## Brief 1
Answer these questions using the statistics exercises:
(a) Which library is to be loaded at the start of Exercise 1?
(b) According to the WHO definition cited, at what BMI is a person considered overweight?
(c) In Exercise 2, which variable serves as the predictor in the linear model?
## Brief 2
Quote the stretch of the statistics exercises from "According to the WHO, a" through "on this dataset.".
## Brief 3
Continue the statistics exercises from the point where they stop.

## Source extract
⁂

Practice with regression and statistical hypothesis II

Exercise 1

Load the library MASS and consider the dataset “Pima.tr”, which contains the data about the population of women who were at least 21 years old, of Pima Indian heritage and living near Phoenix, Arizona. The subjects were tested for diabetes according to World Health Organization criteria.

Check if the data are read correctly. Compute the mean, quartiles and median of the numerical variables.
According to the WHO, a BMI of less than 18.5 as ‘underweight’ and may indicate malnutrition, an eating disorder, or other health problems, while a BMI equal to or greater than 25 is considered ‘overweight’ and above 30 is considered ‘obese’. Define a new categorical variable ‘Obese’, which divides the patients according to the WHO definition of obesity based on the BMI. The following analysis are intended on this dataset.
Using box plots, visualize the variable ‘glu’ and ‘bp’ at the varying of ‘Obese’. Comment on the result.
Using a t.test, verify if the mean ‘bp’ of the group ‘Obese’ is statistically different from the other. Comment on the result.

Exercise 2

Consider the dataset defined and modified in the previous exercise.

Define a linear model for the variable ‘glu’ at the varying of ‘bp’ (predictor). Comment on the results and explain the meaning of each row of the summary. Besides, visualize the regression line against the experimental data, analyze the residuals and compute the confidence intervals for the regression coefficients.

⁂

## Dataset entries
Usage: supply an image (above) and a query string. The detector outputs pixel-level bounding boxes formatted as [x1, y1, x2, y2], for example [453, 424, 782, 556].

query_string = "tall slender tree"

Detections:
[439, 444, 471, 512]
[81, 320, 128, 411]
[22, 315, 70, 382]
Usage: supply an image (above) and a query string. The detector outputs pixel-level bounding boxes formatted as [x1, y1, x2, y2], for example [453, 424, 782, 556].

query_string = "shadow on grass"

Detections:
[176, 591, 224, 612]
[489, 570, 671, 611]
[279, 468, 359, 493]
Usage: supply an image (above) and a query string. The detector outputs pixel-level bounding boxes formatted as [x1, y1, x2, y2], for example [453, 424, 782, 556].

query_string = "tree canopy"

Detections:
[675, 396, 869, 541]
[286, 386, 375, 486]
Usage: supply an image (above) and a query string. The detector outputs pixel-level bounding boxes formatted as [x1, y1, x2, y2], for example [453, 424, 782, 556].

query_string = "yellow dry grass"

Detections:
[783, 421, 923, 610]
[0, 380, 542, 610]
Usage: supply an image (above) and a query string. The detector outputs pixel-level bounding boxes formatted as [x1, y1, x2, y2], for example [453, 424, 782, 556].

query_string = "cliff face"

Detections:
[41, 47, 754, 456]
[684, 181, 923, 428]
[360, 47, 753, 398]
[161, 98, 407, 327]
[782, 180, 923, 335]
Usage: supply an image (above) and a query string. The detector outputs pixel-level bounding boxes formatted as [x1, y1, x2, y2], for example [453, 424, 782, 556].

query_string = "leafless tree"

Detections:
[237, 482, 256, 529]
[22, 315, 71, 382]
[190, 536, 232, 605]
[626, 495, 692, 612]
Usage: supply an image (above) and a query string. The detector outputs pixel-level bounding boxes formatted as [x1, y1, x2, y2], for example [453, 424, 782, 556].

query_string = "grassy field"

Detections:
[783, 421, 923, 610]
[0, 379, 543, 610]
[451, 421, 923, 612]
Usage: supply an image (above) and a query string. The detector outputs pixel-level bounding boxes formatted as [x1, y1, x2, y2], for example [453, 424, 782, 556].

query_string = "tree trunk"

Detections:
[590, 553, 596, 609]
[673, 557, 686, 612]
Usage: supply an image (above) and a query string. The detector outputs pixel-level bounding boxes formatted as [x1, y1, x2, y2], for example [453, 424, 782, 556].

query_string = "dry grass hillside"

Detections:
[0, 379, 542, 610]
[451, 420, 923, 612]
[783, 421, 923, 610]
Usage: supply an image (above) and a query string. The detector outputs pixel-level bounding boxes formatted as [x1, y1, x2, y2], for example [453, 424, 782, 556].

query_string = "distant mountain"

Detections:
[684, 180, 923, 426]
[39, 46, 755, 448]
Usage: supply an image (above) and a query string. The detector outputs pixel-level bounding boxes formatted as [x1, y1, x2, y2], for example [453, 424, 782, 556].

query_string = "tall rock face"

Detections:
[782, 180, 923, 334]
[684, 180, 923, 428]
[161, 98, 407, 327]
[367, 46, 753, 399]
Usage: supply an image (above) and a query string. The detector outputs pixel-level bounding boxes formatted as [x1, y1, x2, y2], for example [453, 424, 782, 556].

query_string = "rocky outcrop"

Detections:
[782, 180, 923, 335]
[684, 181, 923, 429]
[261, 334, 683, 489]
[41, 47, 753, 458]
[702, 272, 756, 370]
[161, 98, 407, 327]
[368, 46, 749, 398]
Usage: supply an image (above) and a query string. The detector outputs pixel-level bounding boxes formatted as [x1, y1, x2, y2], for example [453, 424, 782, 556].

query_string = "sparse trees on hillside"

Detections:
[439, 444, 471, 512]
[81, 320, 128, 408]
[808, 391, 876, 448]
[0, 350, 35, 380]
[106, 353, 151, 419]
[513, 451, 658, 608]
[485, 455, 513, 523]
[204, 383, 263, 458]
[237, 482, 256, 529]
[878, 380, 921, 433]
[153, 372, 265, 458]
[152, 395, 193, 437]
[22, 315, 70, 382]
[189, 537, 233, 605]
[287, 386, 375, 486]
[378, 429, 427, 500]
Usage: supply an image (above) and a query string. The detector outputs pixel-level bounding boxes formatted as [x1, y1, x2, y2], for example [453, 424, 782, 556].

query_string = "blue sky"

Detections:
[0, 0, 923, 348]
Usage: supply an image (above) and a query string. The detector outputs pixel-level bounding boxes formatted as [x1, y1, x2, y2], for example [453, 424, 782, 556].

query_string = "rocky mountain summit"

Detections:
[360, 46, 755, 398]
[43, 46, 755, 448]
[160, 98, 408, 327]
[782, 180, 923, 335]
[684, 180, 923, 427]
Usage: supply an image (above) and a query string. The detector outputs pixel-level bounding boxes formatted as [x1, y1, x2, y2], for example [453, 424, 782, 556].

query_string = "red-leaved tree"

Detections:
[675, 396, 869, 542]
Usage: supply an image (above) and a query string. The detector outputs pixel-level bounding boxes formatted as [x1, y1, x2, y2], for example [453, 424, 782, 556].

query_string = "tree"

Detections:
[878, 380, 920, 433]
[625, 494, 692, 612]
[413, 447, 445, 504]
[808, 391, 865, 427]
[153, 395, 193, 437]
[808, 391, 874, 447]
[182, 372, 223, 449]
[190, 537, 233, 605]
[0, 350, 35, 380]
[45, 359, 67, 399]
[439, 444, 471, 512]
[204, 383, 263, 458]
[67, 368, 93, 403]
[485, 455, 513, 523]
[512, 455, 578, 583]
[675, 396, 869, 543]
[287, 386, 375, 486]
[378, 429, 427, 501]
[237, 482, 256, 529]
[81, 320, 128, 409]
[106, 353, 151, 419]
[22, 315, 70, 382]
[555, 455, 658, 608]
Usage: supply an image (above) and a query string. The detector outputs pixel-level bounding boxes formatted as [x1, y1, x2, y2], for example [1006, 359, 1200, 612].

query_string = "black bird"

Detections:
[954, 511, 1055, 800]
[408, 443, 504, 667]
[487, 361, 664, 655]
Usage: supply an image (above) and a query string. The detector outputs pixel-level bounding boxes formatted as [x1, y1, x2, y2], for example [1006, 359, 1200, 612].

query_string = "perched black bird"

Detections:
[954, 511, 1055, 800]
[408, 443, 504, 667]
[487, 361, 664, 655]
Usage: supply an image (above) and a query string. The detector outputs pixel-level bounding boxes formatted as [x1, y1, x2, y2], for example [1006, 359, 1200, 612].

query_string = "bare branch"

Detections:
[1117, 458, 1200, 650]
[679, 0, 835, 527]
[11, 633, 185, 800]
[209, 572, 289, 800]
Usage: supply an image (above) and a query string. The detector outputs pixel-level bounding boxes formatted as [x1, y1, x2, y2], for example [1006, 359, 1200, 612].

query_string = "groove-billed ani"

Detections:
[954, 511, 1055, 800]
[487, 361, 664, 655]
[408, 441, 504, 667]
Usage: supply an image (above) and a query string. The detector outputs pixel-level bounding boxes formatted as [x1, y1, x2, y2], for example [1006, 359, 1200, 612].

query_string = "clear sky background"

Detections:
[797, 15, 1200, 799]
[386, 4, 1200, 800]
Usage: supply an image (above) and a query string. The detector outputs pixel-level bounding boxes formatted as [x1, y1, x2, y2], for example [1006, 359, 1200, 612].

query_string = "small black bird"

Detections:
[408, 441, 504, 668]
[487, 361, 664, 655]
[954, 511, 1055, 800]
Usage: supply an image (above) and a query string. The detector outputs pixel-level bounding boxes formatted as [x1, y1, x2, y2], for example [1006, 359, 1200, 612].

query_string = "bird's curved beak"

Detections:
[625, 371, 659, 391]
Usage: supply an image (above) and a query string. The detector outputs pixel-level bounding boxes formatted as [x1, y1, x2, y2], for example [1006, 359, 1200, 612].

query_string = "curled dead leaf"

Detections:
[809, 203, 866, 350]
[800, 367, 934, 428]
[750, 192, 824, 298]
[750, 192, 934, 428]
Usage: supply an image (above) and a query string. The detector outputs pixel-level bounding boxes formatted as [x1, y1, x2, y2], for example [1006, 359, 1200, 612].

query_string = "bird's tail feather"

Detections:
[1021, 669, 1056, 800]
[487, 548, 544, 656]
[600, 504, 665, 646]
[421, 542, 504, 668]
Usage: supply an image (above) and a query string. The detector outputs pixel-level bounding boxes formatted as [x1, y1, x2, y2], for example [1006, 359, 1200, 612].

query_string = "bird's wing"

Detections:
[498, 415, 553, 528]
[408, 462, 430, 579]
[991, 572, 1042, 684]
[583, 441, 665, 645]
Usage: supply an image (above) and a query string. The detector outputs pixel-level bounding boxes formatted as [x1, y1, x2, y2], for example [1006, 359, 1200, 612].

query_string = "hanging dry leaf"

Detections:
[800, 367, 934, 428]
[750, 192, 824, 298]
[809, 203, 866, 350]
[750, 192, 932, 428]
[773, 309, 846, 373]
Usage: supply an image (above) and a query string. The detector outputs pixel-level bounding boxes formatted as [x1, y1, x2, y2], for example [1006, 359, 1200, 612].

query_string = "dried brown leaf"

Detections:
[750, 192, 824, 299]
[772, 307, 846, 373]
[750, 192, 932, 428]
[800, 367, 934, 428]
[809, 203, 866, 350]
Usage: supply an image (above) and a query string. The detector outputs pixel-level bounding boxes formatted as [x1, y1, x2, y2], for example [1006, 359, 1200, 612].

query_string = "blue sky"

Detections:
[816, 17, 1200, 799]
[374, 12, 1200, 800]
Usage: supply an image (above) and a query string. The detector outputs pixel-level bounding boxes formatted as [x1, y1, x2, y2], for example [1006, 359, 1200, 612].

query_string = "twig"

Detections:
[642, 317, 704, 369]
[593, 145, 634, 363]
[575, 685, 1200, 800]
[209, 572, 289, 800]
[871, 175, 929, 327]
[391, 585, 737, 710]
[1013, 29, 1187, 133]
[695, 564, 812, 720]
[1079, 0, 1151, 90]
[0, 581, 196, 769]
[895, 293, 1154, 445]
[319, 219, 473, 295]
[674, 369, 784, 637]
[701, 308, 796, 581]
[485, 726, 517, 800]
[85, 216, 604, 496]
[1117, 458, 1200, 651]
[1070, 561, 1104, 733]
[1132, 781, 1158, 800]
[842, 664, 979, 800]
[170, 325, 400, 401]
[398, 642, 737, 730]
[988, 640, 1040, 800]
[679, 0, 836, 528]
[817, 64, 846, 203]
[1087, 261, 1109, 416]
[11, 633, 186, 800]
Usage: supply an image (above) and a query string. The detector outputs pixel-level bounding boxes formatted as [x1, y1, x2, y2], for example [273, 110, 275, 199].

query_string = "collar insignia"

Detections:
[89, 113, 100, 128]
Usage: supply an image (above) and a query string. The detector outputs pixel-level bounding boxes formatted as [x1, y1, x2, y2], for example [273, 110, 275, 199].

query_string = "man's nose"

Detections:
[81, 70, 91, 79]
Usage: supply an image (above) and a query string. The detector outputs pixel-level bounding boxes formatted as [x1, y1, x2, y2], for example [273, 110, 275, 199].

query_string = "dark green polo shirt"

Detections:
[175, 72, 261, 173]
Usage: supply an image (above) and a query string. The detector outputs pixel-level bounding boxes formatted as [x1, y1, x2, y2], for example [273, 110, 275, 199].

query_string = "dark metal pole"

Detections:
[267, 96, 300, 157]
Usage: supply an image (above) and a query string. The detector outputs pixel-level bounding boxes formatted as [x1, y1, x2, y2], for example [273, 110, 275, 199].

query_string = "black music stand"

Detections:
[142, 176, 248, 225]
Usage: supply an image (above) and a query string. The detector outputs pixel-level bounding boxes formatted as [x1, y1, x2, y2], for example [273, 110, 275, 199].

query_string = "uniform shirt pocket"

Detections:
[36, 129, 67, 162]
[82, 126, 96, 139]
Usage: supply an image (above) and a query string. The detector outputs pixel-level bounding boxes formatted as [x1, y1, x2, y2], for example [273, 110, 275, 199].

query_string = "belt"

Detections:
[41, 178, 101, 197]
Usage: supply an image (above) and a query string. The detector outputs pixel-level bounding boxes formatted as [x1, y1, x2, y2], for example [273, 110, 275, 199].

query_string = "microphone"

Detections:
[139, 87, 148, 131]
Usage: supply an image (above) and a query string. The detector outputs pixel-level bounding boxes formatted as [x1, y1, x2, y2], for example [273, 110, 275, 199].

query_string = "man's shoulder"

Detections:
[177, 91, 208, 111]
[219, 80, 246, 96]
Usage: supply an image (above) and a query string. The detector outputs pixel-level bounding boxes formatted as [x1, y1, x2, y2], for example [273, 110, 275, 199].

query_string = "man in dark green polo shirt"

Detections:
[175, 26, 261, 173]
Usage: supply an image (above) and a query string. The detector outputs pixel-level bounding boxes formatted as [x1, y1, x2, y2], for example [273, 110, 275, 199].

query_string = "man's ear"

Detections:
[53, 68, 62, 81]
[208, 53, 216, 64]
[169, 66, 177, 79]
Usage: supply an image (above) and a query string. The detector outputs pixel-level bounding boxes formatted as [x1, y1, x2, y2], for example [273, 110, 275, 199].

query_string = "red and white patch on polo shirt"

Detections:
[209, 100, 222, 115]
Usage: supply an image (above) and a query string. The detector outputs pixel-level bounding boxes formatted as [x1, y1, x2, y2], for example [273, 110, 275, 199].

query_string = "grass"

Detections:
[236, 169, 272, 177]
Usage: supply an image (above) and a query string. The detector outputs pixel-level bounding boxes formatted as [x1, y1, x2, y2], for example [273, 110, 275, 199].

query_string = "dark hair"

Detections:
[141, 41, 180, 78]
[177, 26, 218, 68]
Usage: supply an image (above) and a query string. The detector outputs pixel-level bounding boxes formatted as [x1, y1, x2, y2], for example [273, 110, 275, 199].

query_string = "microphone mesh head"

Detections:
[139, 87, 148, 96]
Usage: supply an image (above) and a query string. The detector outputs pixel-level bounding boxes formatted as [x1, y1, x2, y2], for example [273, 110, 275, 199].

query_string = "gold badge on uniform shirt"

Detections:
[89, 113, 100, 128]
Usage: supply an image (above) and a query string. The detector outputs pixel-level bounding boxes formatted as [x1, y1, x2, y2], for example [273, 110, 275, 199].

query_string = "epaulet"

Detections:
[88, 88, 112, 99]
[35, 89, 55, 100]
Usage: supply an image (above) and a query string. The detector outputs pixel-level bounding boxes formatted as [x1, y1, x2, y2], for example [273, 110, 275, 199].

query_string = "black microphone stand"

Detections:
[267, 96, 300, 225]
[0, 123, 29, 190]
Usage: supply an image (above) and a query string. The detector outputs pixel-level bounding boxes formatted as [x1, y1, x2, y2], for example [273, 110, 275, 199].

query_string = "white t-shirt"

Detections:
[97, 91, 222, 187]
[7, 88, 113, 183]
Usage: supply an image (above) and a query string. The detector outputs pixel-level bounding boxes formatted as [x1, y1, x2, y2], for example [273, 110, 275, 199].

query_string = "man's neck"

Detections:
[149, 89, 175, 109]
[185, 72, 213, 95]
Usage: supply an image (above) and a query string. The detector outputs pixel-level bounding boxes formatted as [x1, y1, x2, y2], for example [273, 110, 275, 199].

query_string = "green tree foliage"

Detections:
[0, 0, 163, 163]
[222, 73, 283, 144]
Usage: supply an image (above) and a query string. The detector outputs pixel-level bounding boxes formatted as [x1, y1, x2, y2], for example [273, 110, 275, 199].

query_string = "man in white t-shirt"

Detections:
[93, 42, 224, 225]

⁂

## Response 1
(a) MASS
(b) A BMI equal to or greater than 25
(c) 'bp'

## Response 2
According to the WHO, a BMI of less than 18.5 as ‘underweight’ and may indicate malnutrition, an eating disorder, or other health problems, while a BMI equal to or greater than 25 is considered ‘overweight’ and above 30 is considered ‘obese’. Define a new categorical variable ‘Obese’, which divides the patients according to the WHO definition of obesity based on the BMI. The following analysis are intended on this dataset.

## Response 3
Define a linear model for the variable ‘glu’ at the varying of ‘bp’ and ‘Obese’ (predictors). Compare the results with the previous regression model and comment on the results. Compare the AIC for both models and explain if it is wort to consider the latest.
Perform and comment the ANOVA test on the latest regression model.
Define a linear model for the variable ‘glu’ at the varying of all the remaining variables (predictors). Then, use the step function to determine the a formula. Comment on the variable selected by this method and interpret the results.

Exercise 3

Consider the dataset containing economical and demographic data about 154 nations, such as literacy rate (%), gross domestic product (mld $) and military expenses ( $). Import also the dataset containing the list of 242 countries and their continent.

Merge the two datasets removing the countries missing information on the continent.
Substitute the NAs of ‘gdp’ with the median computed on the other countries of the same continent.
Using box plots, visualize the variable ‘gdp’ at the varying of continent. Comment on the result.
Can we consider a transformation of the ‘gdp’ variable to better compare the data? Which one? Can we consider the logarithm?
Using the likelihood ratio, discuss if the mean of the logarithm(gpd) is statistically different between Europe and Oceania . Compare the results with the t.test and comment on.

Exercise 4

Consider the dataset, which includes brain and body weight, life span, gestation time, time sleeping, and predation and danger indices for 62 mammals (description) .

Import the dataset and analyze the variables. After reading the description and considering only the variables ‘BodyWt’, ‘BrainWt’, ‘TotSleep’, ‘GestTime’ and ‘SpleepExp’, substitute eventual missing data with the median of the same variables.
Using histograms, visualize the distribution of the variables ‘BodyWt’, ‘BrainWt’, ‘TotSleep’, ‘GestTime’.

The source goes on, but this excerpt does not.